Stated problem:
Recast the lines of the records below, from the line containing "Query: iron man in mural" up to and including the line containing "column 304, row 148", as a numbered list, omitting any blank lines.

Records provided:
"""

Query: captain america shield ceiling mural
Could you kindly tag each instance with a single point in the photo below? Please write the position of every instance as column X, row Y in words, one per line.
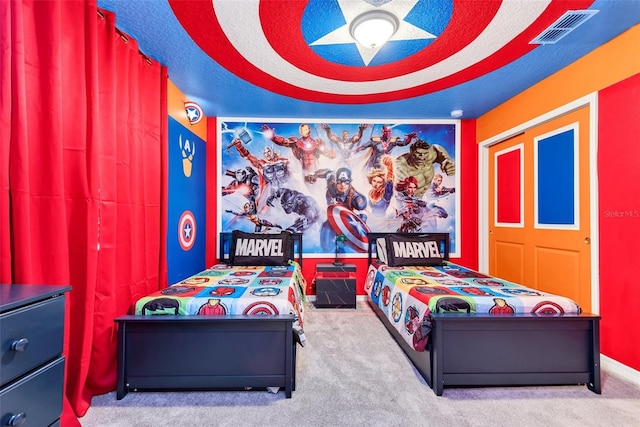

"""
"""

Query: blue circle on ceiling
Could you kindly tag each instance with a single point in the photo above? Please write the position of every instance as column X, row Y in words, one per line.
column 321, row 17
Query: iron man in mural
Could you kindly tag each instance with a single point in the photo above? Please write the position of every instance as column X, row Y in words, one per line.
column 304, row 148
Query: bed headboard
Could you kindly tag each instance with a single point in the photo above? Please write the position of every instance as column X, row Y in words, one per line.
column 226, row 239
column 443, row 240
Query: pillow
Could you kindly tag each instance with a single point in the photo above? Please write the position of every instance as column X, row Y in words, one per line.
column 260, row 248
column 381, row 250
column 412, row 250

"""

Final result:
1. Query: iron man in mural
2. Could you kindly tag each instance with a single point in the photo above? Please write the position of every instance as column X, row Y in words, one per line.
3. column 304, row 148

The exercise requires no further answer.